Point-per-instance localization data:
>>>>>
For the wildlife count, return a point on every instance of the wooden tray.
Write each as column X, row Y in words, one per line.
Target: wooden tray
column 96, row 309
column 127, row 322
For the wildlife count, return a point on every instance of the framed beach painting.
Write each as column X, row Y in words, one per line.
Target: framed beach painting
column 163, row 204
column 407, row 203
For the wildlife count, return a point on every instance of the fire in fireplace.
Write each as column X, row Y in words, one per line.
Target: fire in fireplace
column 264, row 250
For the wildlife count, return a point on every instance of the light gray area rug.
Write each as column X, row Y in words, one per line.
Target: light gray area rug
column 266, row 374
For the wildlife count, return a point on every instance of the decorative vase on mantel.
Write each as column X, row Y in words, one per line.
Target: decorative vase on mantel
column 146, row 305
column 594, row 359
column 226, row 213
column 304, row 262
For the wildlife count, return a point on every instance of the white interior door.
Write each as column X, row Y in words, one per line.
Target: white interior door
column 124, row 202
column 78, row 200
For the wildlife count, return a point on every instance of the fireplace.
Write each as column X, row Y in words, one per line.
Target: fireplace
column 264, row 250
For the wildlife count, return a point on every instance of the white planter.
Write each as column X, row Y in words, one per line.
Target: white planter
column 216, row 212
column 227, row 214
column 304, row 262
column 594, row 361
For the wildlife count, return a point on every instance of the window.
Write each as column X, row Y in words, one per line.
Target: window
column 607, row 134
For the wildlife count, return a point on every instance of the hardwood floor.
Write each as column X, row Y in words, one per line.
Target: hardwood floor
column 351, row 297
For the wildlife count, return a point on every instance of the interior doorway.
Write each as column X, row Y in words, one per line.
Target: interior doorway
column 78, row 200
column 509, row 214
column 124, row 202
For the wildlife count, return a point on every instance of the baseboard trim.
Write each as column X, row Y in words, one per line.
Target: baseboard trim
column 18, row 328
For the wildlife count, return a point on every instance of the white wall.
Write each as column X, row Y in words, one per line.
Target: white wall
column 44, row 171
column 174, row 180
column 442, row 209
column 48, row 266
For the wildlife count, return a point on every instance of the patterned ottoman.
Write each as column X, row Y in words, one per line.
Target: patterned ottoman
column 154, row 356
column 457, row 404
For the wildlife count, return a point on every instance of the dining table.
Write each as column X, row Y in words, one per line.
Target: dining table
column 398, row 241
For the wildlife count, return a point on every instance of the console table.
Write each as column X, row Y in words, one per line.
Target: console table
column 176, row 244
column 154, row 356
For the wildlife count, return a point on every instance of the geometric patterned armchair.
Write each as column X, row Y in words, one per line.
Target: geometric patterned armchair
<<<<<
Task objective:
Start at the line with "the interior doorway.". Give that line and every line after it again, word for word, through the last line above.

Result:
For the wildlife count, return a point on every instance of the interior doorway.
Write each as column X, row Y in words, one per line.
Target: interior doorway
column 78, row 200
column 509, row 214
column 124, row 202
For the wildlife count, return a point on every instance of the baseboard trim.
Write each as column X, row Y in words, one per line.
Target: baseboard trim
column 18, row 328
For the wildlife count, return a point on every instance of the white wall.
Write each as column X, row Y in words, one per line.
Target: white wall
column 44, row 171
column 174, row 180
column 442, row 209
column 48, row 266
For the wildlife count, return a point on every instance of the patterned ottoman.
Write each as column X, row Y in words, one per line.
Target: patterned ottoman
column 154, row 356
column 457, row 404
For the wildlife count, return a point on every instance of the dining table.
Write each as column X, row Y in words, one per line.
Target: dining table
column 398, row 241
For the wildlife count, return a point on every instance of the console table.
Write each as column X, row Y in words, one per line.
Target: console table
column 176, row 244
column 154, row 356
For the wildlife count, return a point on every instance of the geometric patterned armchair.
Write each as column X, row Y in words, one per line.
Target: geometric patterned armchair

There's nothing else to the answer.